=== Job ===
From the line containing "Target: white sofa" to the end of the listing, write out every line exactly; leave out everything else.

— Start —

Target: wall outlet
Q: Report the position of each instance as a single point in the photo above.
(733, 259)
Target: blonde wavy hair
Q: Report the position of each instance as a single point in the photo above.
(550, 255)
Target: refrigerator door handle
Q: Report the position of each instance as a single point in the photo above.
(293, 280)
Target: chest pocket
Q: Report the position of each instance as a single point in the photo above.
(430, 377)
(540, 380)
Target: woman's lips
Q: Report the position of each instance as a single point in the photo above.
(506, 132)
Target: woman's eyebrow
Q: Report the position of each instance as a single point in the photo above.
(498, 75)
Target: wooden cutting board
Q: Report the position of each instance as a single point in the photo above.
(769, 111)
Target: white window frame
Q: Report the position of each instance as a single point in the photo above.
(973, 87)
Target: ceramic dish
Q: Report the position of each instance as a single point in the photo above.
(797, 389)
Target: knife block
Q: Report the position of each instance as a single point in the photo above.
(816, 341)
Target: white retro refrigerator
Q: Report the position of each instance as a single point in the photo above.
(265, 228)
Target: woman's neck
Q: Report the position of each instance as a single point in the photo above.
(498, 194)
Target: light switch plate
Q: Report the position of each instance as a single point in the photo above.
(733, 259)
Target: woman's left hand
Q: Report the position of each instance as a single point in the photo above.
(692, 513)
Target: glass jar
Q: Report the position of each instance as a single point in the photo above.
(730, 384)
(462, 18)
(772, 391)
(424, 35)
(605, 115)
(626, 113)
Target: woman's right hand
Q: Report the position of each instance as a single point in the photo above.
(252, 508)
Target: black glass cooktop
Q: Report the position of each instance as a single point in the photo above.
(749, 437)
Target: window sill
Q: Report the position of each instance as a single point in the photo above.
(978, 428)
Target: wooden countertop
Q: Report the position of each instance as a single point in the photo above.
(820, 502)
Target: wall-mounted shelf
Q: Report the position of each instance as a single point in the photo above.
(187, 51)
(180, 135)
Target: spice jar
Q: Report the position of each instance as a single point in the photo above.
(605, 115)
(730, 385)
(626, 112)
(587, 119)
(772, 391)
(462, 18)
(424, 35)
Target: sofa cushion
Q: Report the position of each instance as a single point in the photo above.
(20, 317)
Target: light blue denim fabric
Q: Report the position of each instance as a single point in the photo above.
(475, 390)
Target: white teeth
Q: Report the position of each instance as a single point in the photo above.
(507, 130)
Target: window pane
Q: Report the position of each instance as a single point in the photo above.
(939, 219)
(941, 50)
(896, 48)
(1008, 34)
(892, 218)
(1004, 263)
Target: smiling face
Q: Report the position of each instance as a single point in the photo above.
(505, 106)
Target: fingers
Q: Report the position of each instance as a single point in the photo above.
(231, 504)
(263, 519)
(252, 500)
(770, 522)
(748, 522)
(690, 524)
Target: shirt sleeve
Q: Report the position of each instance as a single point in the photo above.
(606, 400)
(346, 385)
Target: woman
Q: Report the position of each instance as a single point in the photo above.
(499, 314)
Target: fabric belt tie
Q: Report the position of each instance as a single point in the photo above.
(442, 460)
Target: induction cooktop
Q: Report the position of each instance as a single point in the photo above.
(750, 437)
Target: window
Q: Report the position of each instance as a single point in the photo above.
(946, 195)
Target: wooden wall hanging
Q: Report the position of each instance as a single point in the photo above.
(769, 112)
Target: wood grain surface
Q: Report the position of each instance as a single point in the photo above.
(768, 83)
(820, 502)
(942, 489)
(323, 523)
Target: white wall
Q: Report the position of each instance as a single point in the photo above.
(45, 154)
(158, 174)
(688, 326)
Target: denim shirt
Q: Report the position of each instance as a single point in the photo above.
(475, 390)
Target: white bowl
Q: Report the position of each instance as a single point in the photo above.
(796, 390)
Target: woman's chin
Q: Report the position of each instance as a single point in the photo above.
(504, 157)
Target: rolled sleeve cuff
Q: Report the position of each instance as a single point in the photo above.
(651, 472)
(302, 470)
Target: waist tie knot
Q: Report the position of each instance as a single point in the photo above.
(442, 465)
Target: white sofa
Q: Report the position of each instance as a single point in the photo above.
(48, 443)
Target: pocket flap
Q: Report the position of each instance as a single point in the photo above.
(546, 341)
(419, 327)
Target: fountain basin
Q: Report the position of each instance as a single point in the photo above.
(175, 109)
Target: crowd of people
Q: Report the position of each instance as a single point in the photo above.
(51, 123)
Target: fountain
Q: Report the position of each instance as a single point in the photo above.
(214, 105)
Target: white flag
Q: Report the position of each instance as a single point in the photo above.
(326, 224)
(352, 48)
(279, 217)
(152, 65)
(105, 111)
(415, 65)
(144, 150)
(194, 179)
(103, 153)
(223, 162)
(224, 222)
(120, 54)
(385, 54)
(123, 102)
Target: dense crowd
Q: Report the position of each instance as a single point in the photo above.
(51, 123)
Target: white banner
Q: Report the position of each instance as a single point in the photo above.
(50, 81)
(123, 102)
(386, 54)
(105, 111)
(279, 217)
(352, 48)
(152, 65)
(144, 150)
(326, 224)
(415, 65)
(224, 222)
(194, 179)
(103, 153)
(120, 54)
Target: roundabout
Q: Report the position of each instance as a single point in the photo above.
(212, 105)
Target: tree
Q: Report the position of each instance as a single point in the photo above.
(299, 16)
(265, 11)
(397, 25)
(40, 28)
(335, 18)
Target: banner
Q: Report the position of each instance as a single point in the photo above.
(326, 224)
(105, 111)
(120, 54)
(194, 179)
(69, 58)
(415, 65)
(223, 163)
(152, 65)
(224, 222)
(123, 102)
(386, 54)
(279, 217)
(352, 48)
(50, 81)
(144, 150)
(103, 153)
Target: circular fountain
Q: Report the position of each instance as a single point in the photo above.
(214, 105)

— End —

=== The solution ===
Target: white sofa
Q: Report the position of each instance as a single point in the photo above.
(48, 443)
Target: pocket flap
Q: Report the position of each instance as a single point in the photo above.
(546, 341)
(419, 327)
Target: fountain basin
Q: Report the position of each instance as a single point in the photo above.
(175, 109)
Target: crowd of people
Q: Report the position of each instance as a single point in the photo above.
(51, 123)
Target: fountain
Q: Report the position of each instance as a single point in the photo above.
(214, 105)
Target: white flag
Q: Report the position of each instance as a single point in the photo above.
(326, 224)
(352, 48)
(279, 217)
(152, 65)
(105, 111)
(415, 65)
(144, 150)
(194, 179)
(103, 153)
(223, 162)
(224, 222)
(120, 54)
(385, 54)
(123, 102)
Target: dense crowd
Q: Report the position of each instance as a single point in the photo above.
(51, 123)
Target: white banner
Q: Report the position of each instance as a single point in the photo above.
(50, 81)
(123, 102)
(386, 54)
(105, 111)
(279, 217)
(352, 48)
(152, 65)
(144, 150)
(326, 224)
(415, 65)
(224, 222)
(194, 179)
(103, 153)
(120, 54)
Target: roundabout
Q: Report the position of each instance as a single point in the photo above.
(212, 105)
Target: tree
Q: Report the position of each instance as a single point in the photo above.
(299, 16)
(265, 11)
(397, 25)
(40, 28)
(335, 18)
Target: banner
Q: Report the position of each instance as a single point in the photo above.
(326, 224)
(105, 111)
(120, 54)
(194, 179)
(69, 58)
(415, 65)
(223, 163)
(152, 65)
(224, 222)
(123, 102)
(386, 54)
(279, 217)
(352, 48)
(50, 81)
(144, 150)
(103, 153)
Target: circular fountain
Q: Report the position of each instance as a single point in the photo above.
(214, 105)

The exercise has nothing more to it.